* START Records to use *
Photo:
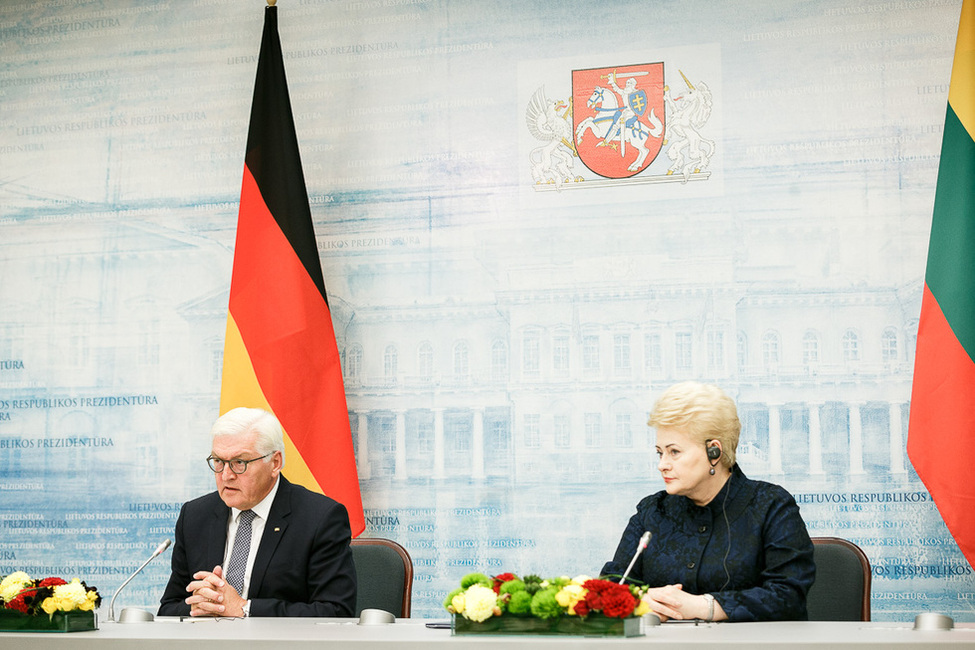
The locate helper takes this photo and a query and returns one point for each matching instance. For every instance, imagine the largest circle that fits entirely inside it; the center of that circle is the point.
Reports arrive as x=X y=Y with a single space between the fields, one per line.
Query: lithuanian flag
x=941 y=435
x=280 y=352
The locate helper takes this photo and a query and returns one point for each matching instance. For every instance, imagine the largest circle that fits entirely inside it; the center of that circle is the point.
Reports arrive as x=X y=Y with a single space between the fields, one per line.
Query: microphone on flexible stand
x=130 y=614
x=644 y=541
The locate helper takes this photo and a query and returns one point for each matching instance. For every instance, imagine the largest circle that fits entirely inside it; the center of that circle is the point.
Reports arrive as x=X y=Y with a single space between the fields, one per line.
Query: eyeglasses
x=237 y=465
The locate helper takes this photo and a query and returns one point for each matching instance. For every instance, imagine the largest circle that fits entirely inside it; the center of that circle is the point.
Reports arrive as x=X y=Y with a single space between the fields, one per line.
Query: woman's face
x=684 y=465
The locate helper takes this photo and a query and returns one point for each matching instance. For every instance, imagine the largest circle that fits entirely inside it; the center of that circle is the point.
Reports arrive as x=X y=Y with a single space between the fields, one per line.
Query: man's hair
x=241 y=421
x=704 y=412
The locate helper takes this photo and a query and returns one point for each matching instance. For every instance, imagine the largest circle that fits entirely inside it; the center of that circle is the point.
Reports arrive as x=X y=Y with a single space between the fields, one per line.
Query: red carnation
x=581 y=608
x=502 y=578
x=51 y=582
x=18 y=602
x=618 y=604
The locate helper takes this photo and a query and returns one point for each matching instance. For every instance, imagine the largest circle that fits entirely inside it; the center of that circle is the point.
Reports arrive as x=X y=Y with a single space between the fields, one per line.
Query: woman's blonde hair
x=704 y=412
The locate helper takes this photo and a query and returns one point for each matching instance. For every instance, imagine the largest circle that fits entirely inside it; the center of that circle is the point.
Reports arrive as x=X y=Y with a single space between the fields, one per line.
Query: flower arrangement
x=21 y=593
x=480 y=597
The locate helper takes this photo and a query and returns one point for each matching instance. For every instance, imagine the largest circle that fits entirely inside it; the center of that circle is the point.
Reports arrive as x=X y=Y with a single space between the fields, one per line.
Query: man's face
x=244 y=491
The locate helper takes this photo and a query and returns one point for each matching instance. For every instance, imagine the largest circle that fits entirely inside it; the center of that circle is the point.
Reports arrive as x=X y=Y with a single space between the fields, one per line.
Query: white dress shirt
x=261 y=510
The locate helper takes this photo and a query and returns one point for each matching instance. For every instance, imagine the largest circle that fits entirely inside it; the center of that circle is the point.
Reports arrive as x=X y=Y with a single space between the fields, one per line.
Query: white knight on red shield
x=618 y=116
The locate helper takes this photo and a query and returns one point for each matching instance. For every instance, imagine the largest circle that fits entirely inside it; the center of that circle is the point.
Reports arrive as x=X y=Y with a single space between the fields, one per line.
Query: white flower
x=479 y=603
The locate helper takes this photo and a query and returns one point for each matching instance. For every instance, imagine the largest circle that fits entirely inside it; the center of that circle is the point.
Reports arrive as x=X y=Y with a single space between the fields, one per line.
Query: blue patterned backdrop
x=506 y=315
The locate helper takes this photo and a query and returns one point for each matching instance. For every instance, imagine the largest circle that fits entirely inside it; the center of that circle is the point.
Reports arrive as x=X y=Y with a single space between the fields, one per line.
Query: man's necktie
x=242 y=546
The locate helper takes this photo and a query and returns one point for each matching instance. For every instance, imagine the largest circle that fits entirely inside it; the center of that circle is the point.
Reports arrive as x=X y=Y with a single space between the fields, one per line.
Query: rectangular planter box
x=14 y=621
x=593 y=625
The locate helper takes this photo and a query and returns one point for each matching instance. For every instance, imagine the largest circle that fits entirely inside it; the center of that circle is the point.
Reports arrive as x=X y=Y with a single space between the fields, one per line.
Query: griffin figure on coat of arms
x=551 y=162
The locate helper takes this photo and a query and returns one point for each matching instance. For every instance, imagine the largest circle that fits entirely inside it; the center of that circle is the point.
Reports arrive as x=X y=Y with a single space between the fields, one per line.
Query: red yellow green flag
x=280 y=351
x=941 y=434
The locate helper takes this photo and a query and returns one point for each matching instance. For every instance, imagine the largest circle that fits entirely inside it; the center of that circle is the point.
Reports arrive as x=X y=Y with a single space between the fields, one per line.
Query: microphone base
x=135 y=615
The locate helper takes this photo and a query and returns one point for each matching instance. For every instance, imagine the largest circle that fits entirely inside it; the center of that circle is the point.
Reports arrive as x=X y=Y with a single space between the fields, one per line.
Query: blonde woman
x=722 y=547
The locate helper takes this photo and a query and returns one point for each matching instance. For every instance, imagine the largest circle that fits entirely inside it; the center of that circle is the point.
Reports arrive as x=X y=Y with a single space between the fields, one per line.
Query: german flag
x=280 y=352
x=941 y=434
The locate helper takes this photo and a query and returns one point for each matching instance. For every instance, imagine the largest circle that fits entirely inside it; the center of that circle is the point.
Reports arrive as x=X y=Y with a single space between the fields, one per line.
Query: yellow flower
x=479 y=603
x=457 y=602
x=13 y=584
x=569 y=595
x=70 y=596
x=642 y=608
x=89 y=604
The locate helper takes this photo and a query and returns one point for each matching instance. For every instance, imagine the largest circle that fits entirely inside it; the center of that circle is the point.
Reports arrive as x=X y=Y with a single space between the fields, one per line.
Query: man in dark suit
x=259 y=545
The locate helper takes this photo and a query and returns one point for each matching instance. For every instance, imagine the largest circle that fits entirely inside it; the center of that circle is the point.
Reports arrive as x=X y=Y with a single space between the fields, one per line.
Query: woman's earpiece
x=714 y=453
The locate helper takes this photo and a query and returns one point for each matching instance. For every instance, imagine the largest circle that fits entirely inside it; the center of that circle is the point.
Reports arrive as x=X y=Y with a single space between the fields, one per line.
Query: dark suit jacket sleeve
x=311 y=572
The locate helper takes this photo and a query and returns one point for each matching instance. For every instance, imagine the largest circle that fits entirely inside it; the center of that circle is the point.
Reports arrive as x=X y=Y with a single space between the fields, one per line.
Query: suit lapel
x=277 y=523
x=217 y=535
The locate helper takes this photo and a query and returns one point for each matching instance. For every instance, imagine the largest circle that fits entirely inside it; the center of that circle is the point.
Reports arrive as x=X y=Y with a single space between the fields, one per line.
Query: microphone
x=138 y=615
x=644 y=542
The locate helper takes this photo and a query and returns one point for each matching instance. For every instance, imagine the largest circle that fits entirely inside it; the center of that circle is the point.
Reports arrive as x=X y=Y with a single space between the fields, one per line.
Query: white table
x=412 y=634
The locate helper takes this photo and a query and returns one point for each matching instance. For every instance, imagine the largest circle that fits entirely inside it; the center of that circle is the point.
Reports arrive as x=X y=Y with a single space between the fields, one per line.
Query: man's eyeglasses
x=237 y=465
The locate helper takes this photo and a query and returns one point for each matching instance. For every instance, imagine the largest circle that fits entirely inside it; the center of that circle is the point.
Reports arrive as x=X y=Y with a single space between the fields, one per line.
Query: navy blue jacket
x=304 y=564
x=769 y=567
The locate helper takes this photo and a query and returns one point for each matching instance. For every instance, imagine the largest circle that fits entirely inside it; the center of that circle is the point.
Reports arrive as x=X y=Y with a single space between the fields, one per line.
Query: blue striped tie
x=237 y=565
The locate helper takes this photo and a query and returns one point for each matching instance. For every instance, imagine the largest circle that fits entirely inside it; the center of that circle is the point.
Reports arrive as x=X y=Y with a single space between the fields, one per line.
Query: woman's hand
x=673 y=602
x=666 y=602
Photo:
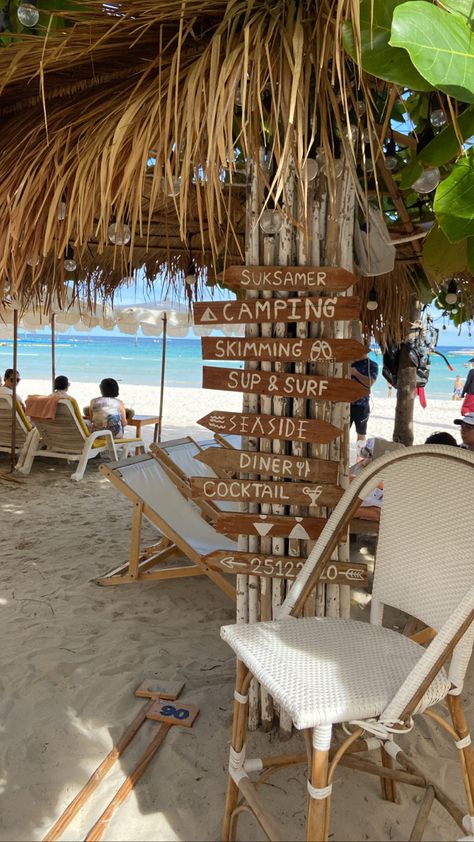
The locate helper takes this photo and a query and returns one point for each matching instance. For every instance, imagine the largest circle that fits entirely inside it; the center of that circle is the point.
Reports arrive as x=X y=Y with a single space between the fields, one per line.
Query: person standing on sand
x=365 y=371
x=457 y=391
x=468 y=391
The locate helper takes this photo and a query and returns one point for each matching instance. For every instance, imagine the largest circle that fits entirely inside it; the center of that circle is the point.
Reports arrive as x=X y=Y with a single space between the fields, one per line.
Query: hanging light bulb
x=191 y=274
x=452 y=293
x=28 y=14
x=119 y=233
x=70 y=264
x=372 y=302
x=428 y=180
x=271 y=221
x=310 y=169
x=438 y=118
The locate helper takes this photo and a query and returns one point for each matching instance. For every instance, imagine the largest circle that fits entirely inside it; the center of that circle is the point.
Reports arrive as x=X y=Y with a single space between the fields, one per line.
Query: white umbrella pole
x=53 y=353
x=162 y=385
* END Records to use *
**Required task:** Pull out every line of the entries above that contains the word "microphone", matching case exactly.

**Result of this exercise:**
Query: microphone on flexible stand
Query: microphone base
Query: microphone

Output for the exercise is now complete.